● Exercise A
According to the article on John Nunn, where was he born?
● Exercise B
Print the part of the article on John Nunn between "John Nunn (2" and "on various boats.", inclusive.

● Page extract

English sailor and author

John Nunn (2 July 1803 – 1860) was an English sailor and author. During his time as a sailor, he was shipwrecked at the uninhabited Kerguelen Islands, which led to a three-and-a-half-year stay there. He recorded his experiences in a book that also described Kerguelen in detail.

== Early life ==
John Nunn was born the son of a fisherman on 2 July 1803 in Harwich, Essex, England. In his early years, he helped his father fish. At the age of 15, he started regular training and work on a turbot fishing trawler. Two years later he went to Holland and hired there on a fishing boat. He survived it sinking in the surf in heavy weather, went back to England, and continued to work as a fisherman on various boats.

In 1825, he joined Royal Sovereign that was headed to Kerguelen Island. The ship arrived on the Kerguelen, which at that time were also called Island of Desolation or just Desolation. The team started the hunt systematically. Due to unfortunate events during an excursion by Nunn and three other crew members in 1825, the Royal Sovereign left the Kerguelen without these four members of their crew, who survived on the Kerguelen.

== Shipwreck ==

On 26 December 1825 the Favourite struck in the rocky shores of the island off the west coast of the archipelago Saddle Island. The ship leaked and sank. The four crew members were able to save themselves and some equipment on the island. During a later search, the mother ship no longer found the excursion participants and sailed back to England without them. The stranded crew remained on Saddle Island.

== Book ==
Nunn's book, “Narrative of the Wreck of the Favorite on the Island of Desolation Kerguelen Island Detailing the Adventures, Sufferings, and Privations of John Nunn" was published in 1850. In the book, he described experiences and observations during and around his three-and-a-half-year of forced stay on the Kerguelen.

● Saved entries

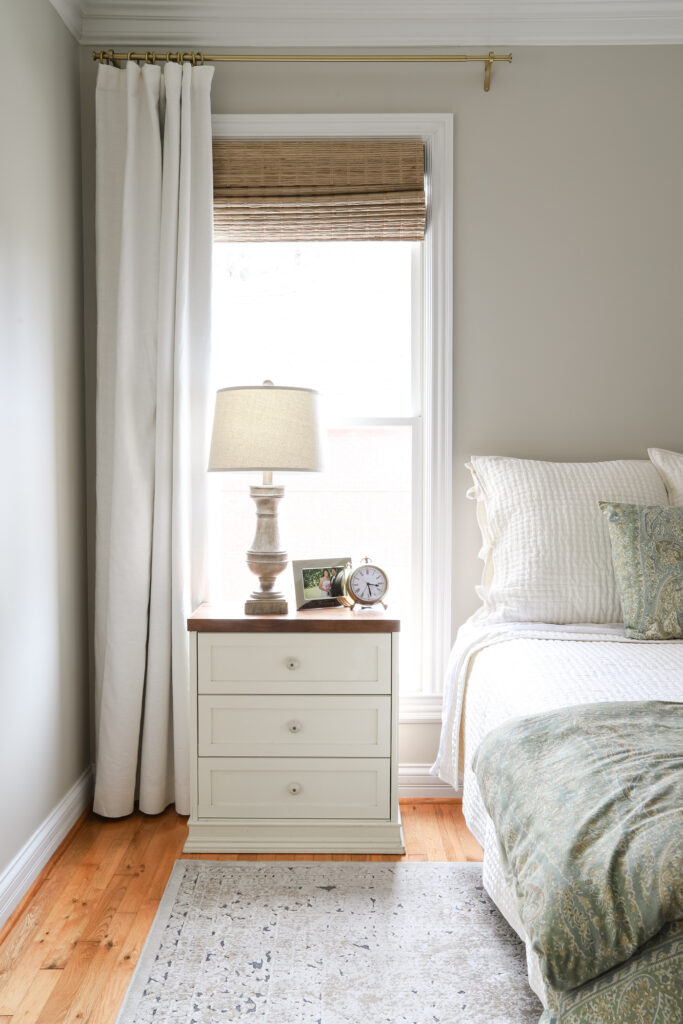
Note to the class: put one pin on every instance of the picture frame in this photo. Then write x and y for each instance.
(309, 573)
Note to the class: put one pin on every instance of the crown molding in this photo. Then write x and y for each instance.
(71, 12)
(373, 23)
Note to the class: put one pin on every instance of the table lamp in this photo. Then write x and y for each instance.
(266, 428)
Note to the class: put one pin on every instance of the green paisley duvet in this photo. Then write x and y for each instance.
(588, 808)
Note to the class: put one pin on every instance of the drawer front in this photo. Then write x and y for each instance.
(264, 725)
(294, 787)
(324, 663)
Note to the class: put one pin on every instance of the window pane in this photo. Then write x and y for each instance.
(335, 316)
(360, 505)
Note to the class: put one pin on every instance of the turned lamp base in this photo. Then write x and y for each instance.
(265, 558)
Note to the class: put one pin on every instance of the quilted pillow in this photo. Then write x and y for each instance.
(670, 467)
(546, 545)
(647, 554)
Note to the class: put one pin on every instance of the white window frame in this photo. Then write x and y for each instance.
(435, 130)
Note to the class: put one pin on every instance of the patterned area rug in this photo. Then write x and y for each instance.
(329, 943)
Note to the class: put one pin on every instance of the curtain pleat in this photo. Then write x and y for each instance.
(154, 227)
(318, 189)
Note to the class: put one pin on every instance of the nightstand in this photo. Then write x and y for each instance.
(294, 728)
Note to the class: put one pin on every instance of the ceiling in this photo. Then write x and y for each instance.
(265, 24)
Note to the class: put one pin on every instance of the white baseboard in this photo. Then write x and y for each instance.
(415, 782)
(29, 862)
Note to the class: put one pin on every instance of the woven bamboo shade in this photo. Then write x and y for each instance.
(280, 190)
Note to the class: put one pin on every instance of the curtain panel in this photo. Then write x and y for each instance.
(318, 189)
(154, 241)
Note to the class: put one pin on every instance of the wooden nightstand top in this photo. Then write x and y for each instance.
(218, 619)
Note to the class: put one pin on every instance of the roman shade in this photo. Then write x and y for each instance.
(291, 189)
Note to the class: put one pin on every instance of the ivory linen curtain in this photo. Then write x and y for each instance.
(154, 227)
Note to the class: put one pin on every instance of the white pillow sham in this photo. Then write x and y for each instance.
(546, 544)
(670, 467)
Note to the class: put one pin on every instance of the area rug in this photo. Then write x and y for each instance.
(329, 943)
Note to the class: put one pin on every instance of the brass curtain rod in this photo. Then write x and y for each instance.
(197, 57)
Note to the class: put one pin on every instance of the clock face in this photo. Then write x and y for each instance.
(368, 584)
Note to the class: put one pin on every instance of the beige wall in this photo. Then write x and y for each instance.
(43, 632)
(568, 260)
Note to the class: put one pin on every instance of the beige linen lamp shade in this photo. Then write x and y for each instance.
(266, 428)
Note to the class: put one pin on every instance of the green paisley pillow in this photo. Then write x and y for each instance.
(647, 555)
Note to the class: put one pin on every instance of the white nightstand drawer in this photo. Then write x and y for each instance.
(263, 725)
(294, 787)
(294, 664)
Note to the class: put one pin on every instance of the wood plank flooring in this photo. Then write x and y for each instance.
(69, 951)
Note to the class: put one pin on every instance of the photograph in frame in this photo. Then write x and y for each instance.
(317, 582)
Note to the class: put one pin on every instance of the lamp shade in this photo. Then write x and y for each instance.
(266, 427)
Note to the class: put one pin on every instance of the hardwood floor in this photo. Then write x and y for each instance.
(69, 951)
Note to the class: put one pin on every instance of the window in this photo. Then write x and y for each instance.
(342, 317)
(351, 320)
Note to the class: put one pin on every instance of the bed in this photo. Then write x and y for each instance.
(508, 667)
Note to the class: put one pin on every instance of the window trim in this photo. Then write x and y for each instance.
(435, 130)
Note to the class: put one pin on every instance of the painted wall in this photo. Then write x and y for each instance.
(568, 260)
(44, 742)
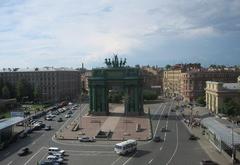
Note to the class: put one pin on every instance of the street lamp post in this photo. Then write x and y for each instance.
(233, 146)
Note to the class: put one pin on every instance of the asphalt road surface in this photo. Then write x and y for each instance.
(175, 149)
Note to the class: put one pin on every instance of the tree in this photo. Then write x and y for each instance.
(167, 67)
(230, 107)
(1, 86)
(5, 92)
(201, 100)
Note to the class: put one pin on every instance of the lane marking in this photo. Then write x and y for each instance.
(175, 147)
(150, 161)
(35, 155)
(120, 157)
(129, 159)
(10, 163)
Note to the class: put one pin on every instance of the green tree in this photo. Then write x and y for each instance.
(230, 107)
(1, 86)
(5, 92)
(201, 100)
(167, 67)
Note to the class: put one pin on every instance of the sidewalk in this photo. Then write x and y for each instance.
(207, 146)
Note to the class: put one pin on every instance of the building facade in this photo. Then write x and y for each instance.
(193, 83)
(217, 92)
(171, 82)
(53, 84)
(152, 79)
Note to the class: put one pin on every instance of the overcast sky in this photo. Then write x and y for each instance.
(37, 33)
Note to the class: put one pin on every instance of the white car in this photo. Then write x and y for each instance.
(55, 149)
(55, 158)
(87, 139)
(67, 115)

● Written reply A
Harwich, Essex, England.

● Written reply B
John Nunn (2 July 1803 – 1860) was an English sailor and author. During his time as a sailor, he was shipwrecked at the uninhabited Kerguelen Islands, which led to a three-and-a-half-year stay there. He recorded his experiences in a book that also described Kerguelen in detail.

== Early life ==
John Nunn was born the son of a fisherman on 2 July 1803 in Harwich, Essex, England. In his early years, he helped his father fish. At the age of 15, he started regular training and work on a turbot fishing trawler. Two years later he went to Holland and hired there on a fishing boat. He survived it sinking in the surf in heavy weather, went back to England, and continued to work as a fisherman on various boats.